%%

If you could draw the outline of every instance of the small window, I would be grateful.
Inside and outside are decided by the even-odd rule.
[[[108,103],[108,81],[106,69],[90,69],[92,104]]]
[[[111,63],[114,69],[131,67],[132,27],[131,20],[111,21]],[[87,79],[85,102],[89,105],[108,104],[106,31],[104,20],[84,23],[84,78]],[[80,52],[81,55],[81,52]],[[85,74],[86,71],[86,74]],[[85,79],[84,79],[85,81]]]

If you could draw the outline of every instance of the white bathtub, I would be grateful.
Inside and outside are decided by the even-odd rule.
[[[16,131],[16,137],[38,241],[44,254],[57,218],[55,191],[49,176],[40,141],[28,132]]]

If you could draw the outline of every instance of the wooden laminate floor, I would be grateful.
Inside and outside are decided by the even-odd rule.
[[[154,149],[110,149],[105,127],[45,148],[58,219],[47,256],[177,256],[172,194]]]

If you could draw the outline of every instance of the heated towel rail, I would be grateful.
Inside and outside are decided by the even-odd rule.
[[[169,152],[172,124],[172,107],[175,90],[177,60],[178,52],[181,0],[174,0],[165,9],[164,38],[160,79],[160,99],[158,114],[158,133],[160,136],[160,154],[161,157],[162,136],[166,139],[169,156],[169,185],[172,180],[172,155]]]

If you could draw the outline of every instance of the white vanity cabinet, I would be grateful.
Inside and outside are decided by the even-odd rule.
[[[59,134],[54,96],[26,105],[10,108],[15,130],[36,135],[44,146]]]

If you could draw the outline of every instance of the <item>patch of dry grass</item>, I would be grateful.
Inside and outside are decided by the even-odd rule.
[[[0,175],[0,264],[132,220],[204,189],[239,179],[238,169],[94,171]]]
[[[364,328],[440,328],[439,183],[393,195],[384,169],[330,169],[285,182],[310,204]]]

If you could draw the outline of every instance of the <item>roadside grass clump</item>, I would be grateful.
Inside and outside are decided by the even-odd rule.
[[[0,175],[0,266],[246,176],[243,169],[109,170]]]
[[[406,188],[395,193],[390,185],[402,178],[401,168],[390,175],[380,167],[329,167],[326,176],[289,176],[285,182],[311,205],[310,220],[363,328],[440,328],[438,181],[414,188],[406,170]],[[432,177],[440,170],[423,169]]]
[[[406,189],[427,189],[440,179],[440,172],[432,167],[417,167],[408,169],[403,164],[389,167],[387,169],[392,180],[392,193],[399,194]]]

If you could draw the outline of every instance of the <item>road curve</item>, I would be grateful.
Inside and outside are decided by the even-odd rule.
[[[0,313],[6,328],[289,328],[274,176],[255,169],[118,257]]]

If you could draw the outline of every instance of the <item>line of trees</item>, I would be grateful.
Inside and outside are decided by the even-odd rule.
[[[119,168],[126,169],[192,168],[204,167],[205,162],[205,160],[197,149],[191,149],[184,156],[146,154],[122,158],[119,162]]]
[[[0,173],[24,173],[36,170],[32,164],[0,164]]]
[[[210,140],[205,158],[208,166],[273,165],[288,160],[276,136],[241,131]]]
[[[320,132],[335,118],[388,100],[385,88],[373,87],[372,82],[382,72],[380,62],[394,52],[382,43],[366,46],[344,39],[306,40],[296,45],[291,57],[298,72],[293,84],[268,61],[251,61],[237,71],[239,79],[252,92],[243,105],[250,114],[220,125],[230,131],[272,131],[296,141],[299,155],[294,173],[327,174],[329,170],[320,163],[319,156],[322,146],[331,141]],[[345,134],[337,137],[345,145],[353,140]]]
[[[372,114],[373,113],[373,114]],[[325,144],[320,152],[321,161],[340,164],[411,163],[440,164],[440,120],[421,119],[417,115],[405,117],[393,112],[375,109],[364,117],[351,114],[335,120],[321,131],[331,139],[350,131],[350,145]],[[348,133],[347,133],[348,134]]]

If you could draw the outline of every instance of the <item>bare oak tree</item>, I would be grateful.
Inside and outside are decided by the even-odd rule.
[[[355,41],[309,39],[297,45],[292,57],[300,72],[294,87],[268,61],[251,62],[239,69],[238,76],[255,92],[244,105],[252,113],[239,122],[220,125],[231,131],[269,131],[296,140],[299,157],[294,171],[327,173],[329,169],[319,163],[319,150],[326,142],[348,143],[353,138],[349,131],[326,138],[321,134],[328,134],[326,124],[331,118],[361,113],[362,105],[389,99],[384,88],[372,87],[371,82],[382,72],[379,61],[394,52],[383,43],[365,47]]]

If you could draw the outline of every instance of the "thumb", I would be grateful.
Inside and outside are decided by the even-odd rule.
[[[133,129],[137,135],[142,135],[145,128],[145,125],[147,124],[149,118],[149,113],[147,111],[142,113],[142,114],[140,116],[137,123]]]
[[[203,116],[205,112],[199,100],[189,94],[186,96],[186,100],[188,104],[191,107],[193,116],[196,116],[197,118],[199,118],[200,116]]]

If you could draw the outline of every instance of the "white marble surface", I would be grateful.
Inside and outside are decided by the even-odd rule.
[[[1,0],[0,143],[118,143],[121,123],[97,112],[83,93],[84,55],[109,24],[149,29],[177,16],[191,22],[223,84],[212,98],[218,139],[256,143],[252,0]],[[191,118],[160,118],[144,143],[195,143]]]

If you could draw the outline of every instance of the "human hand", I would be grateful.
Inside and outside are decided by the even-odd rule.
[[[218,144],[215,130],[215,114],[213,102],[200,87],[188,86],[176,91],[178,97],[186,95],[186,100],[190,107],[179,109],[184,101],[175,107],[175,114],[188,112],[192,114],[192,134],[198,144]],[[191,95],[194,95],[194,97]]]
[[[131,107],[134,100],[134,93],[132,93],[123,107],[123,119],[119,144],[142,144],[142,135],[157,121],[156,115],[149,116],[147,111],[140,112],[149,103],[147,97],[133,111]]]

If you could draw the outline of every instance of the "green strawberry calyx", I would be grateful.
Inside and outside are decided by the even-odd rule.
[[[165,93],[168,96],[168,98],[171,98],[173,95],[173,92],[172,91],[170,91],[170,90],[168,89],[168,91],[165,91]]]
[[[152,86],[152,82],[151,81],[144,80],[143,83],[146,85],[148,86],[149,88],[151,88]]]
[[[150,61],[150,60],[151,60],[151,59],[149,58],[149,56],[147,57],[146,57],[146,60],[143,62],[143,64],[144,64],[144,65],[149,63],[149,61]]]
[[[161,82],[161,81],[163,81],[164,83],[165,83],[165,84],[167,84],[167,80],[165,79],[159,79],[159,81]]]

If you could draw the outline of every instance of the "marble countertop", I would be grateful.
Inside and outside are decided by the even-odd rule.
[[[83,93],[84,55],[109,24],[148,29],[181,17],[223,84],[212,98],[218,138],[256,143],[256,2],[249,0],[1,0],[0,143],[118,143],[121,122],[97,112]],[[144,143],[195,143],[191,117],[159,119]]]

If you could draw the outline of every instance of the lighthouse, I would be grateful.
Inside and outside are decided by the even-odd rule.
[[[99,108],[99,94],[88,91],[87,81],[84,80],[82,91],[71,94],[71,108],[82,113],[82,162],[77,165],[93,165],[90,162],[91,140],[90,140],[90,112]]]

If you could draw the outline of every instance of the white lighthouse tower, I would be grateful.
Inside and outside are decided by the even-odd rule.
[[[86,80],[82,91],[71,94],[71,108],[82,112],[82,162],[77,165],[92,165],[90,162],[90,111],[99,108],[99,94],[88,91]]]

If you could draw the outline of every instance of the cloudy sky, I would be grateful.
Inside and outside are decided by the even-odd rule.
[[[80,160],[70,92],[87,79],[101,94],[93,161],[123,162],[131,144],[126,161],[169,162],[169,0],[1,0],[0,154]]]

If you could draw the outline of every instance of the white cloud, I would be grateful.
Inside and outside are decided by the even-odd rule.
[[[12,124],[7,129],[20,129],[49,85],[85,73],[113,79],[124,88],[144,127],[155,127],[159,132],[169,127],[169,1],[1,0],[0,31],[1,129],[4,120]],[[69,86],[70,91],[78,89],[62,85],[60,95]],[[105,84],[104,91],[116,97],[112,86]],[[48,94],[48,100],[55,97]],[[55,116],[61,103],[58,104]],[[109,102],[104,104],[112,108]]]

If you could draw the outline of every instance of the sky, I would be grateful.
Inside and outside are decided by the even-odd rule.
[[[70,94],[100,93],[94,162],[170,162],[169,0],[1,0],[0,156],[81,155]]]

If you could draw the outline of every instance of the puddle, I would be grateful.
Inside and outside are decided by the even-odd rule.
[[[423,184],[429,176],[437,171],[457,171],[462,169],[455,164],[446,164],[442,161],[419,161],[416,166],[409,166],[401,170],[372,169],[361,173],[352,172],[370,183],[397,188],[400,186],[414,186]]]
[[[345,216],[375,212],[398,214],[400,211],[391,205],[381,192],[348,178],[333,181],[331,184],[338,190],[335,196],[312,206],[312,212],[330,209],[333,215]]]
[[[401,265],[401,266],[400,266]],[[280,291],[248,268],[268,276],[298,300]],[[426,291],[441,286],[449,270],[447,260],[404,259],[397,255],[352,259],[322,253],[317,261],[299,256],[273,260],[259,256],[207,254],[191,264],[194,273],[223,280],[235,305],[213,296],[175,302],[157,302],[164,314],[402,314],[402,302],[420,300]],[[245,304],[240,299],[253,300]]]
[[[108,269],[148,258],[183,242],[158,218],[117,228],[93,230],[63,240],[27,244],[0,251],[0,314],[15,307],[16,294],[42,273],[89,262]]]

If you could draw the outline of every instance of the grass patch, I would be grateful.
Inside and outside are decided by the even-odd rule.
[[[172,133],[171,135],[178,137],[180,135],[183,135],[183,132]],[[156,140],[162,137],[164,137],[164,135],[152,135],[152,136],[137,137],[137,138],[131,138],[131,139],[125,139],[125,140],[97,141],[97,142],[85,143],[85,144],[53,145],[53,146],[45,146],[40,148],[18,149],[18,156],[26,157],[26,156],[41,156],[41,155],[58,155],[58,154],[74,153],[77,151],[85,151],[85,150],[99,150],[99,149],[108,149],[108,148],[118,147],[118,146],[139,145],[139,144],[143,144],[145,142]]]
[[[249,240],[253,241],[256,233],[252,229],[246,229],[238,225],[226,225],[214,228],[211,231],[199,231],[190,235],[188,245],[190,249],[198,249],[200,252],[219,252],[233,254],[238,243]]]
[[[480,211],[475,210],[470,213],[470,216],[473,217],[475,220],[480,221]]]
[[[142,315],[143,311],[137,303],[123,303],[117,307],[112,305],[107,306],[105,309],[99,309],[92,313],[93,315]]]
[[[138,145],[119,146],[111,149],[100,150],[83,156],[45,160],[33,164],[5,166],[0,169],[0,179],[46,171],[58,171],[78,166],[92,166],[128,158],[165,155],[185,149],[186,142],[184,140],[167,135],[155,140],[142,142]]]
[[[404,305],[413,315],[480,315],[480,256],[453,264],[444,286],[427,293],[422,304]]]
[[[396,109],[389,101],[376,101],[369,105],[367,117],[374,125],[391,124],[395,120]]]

%%

- WHAT THE EXERCISE ASKS -
Put the part of the records that opens with the line containing "curve</item>, I would be grateful." and closes with the line containing "[[[0,313],[6,328],[289,328],[274,176],[255,169],[118,257]]]" into a two-column CSV with the header input,output and one row per record. Give the record's text and its answer each as one quoted field, with line breaks replaced by spaces.

- FINAL RESULT -
input,output
"If you could draw the outline of every instance of the <item>road curve</item>, I would be grateful. Inside and outside are decided by the even-odd rule.","[[[0,313],[6,328],[289,328],[274,176],[255,169],[118,257]]]"